EXERCISE →
Each line of the records that includes "child" should be found and copied.

SUPPLIED MATERIAL →
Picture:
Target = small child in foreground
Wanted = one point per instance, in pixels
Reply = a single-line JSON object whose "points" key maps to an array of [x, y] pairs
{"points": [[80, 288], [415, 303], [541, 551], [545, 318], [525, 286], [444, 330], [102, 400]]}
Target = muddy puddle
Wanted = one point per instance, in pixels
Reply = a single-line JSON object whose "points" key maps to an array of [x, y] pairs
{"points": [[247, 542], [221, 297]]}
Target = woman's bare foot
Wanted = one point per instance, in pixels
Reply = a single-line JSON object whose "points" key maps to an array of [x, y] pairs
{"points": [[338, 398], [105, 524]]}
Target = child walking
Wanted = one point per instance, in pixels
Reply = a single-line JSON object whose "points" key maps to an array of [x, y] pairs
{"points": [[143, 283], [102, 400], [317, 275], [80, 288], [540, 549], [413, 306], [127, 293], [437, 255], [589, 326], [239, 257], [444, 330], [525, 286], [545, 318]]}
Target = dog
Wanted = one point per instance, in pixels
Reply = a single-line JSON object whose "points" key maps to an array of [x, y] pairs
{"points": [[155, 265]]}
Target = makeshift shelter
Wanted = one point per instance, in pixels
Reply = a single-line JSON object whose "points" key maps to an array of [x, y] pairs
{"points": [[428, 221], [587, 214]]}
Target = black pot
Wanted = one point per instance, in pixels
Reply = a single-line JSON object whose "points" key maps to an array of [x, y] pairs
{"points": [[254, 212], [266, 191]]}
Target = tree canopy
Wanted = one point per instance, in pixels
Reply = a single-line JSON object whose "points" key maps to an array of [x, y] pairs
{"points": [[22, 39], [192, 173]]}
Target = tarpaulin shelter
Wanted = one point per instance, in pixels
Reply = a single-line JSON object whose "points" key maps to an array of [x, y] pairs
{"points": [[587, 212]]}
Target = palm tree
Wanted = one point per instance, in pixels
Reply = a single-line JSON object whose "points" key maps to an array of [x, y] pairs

RESULT OF THE TASK →
Target = small child in foreground
Target = child walking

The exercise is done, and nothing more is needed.